TEXT SEGMENT
** START **
If you would fill up a rotating cylinder with sticks and spin it down the stick would press against each other crushing to a smaller lenght. A measuring rope with a small pull to accept loose rope would reel in. A non-rigid body slowing down would spit-out material in bursts that might come resemble volcanoes.
Saying that a moving ladder “fits” means that the start of the ladder is in the garage at the same time that the end of the ladder is. If the ladder is moving and contracted because of relativity, these two events are not simultaneous in all reference frames. Thus, you cannot definitely say that the moving ladder fits—whether it fits depends on your reference frame. (In another reference frame you would see the ladder longer than the garage, but you would also see the start of the ladder pass out of the garage before the end of the ladder passes into it.)
Why have that definition of “fit”? I could eqaully well say that fitting means that there is a reference frame that has a time where the ladder is completely inside.
If you had the carage loop back so that the end would be glued to the start you could still spin the ladder inside it. From the point of the ladder it would appear to need to pass the garage multiple times to oene fit ladder lenght but from the outside it would appear as if the ladder fits within one loop completely. With either perspective the one garage space enough to contain the ladder without collisions. In this way it most definetly fits. Usually garages are thought to be space-limited but not time limited. Thus the eating of the time-dimension is a perfectly valid way of staying within the spatial limits.
edit: actually there is a godo reazson to priviledge the rest frame oft he garage as the one that count as ragardst to fitting as then all of the fitting happens within its space and time.
Why have that definition of “fit”? I could eqaully well say that fitting means that there is a reference frame that has a time where the ladder is completely inside.
In that case, the ladder fits.
From the point of the ladder
Each rung of the ladder has a distinct reference frame. “From the point of the ladder” is meaningless.
If the ladder point of view is ildefined so is the garage point of view as the front and back of the garage have distinct reference frames. Any inertial reference frame is equally good. The ladder is not accelerating thus inertial. In the sense that we can talk of any frame as more than a single event or world line the ladder frame is perfectly good.
In the normal example, where the ladder is straight and moving forward, it has only one reference frame. Strictly speaking, each rung has a different reference frame, but they differ only by translation.
** END **
STORED DATA
** START **
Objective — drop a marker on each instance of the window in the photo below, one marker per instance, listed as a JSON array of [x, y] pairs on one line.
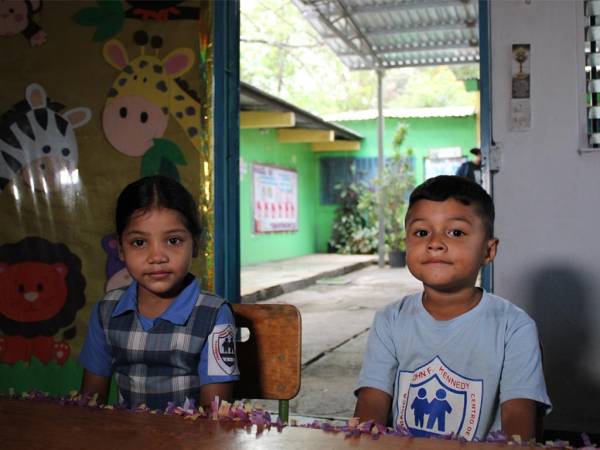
[[336, 171], [592, 71]]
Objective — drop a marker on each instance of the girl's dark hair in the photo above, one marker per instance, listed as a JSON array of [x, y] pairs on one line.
[[461, 189], [157, 191]]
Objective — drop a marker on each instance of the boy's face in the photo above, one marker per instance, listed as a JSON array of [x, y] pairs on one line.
[[446, 244]]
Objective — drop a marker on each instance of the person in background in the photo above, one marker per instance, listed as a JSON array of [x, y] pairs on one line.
[[452, 359], [162, 337], [471, 169]]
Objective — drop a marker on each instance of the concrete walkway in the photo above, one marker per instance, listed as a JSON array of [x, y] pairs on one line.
[[337, 313], [268, 280]]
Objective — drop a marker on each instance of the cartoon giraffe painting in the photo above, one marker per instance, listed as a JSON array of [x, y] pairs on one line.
[[145, 94]]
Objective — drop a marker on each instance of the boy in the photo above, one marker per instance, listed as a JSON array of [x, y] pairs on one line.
[[452, 359]]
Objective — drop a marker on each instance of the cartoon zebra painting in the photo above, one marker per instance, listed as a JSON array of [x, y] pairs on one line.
[[38, 143]]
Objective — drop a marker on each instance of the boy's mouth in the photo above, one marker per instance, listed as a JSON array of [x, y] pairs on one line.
[[436, 261], [159, 274]]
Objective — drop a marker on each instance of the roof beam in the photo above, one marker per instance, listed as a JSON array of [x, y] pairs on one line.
[[407, 6], [267, 119], [424, 46], [342, 27], [336, 146], [304, 135], [418, 62], [448, 26]]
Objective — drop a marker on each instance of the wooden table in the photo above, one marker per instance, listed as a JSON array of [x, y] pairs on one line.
[[36, 424]]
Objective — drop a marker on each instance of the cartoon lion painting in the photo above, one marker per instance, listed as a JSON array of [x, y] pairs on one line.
[[41, 290]]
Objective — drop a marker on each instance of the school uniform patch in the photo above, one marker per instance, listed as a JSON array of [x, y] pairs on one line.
[[433, 400], [222, 358]]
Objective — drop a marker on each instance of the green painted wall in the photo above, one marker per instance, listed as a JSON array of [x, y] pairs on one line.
[[261, 146], [423, 134]]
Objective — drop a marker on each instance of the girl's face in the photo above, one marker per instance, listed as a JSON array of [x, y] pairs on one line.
[[157, 249]]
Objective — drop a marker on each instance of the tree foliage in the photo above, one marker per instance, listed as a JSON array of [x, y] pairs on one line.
[[283, 55]]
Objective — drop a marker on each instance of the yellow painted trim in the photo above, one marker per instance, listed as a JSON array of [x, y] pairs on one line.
[[297, 135], [336, 146], [267, 119]]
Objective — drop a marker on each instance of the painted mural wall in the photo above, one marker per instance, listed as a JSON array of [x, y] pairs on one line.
[[93, 95], [546, 195], [423, 135]]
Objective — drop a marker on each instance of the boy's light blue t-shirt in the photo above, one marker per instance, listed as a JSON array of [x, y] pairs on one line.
[[452, 376]]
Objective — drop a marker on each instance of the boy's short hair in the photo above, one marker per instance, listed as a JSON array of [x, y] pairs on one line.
[[461, 189]]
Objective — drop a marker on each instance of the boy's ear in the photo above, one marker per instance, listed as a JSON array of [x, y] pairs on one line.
[[490, 251], [120, 250]]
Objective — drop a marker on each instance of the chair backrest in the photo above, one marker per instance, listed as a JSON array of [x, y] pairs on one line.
[[269, 361]]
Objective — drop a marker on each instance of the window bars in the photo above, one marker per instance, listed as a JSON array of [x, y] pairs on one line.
[[592, 69]]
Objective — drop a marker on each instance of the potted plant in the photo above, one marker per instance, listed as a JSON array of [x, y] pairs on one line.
[[396, 183]]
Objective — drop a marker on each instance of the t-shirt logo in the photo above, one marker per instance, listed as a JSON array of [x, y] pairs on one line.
[[433, 400], [222, 359]]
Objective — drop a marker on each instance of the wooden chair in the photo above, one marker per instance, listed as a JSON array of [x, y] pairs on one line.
[[269, 359]]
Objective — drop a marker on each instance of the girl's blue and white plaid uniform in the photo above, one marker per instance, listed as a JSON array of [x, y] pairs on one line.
[[160, 360]]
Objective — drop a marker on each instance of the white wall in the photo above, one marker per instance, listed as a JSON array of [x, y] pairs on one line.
[[548, 204]]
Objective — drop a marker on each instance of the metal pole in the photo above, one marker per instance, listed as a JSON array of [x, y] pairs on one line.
[[380, 128]]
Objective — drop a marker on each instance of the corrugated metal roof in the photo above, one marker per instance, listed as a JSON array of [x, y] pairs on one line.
[[253, 99], [404, 113], [384, 34]]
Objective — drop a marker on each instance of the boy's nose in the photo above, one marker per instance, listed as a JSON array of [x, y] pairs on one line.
[[435, 244]]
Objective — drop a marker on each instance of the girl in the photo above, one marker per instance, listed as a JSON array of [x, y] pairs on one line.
[[162, 337]]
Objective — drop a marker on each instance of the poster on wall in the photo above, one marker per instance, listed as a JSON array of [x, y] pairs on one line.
[[520, 102], [275, 202]]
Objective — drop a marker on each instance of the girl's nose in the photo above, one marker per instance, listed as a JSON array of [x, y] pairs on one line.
[[157, 254]]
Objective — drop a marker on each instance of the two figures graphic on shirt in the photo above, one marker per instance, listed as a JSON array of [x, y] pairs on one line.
[[435, 409]]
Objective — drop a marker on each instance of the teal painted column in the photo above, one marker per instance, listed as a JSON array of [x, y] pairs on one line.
[[226, 41]]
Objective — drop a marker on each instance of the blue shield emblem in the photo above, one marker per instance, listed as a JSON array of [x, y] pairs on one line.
[[433, 400]]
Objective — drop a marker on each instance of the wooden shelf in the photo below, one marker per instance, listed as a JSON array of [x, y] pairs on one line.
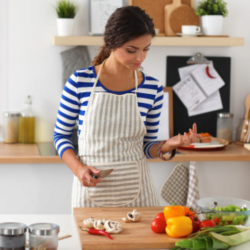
[[157, 41], [29, 153]]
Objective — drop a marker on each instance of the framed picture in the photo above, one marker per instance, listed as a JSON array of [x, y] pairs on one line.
[[166, 119], [99, 13]]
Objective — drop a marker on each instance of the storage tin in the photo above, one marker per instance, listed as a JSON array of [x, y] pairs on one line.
[[43, 236], [12, 236]]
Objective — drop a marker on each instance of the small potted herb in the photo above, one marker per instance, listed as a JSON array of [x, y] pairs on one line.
[[66, 12], [212, 14]]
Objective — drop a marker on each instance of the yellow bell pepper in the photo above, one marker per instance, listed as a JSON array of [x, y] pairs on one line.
[[179, 227], [173, 211]]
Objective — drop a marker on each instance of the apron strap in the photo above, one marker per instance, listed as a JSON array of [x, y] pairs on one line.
[[96, 80], [136, 81]]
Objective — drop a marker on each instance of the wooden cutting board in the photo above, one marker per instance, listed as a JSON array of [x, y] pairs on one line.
[[135, 235], [155, 9], [178, 14]]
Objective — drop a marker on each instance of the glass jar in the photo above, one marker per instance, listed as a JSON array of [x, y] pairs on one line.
[[43, 236], [224, 126], [11, 123], [12, 236], [27, 123]]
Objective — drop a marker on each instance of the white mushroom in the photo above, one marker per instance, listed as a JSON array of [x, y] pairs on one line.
[[89, 223], [112, 226], [99, 224], [134, 216]]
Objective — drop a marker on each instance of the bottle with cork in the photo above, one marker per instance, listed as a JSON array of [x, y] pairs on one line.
[[27, 123]]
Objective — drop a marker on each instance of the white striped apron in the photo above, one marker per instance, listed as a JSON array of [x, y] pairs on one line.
[[112, 137]]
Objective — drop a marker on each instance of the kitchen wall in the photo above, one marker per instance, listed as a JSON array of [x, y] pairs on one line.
[[34, 68]]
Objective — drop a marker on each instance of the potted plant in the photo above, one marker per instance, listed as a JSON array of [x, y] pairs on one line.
[[66, 12], [212, 13]]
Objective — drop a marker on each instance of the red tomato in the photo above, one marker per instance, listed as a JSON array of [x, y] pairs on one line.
[[160, 216], [207, 223], [216, 220], [158, 226], [196, 223]]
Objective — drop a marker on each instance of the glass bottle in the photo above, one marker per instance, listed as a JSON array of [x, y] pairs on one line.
[[27, 123], [11, 127], [225, 126]]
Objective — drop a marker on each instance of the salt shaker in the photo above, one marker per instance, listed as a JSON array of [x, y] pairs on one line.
[[225, 126]]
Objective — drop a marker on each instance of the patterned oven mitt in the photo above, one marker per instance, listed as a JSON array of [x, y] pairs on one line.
[[175, 188]]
** END **
AIM
Extract the passage of the ladder-and-garage discussion above between "If the ladder point" and "is perfectly good.", inclusive.

SOLUTION TO THE EXERCISE
If the ladder point of view is ildefined so is the garage point of view as the front and back of the garage have distinct reference frames. Any inertial reference frame is equally good. The ladder is not accelerating thus inertial. In the sense that we can talk of any frame as more than a single event or world line the ladder frame is perfectly good.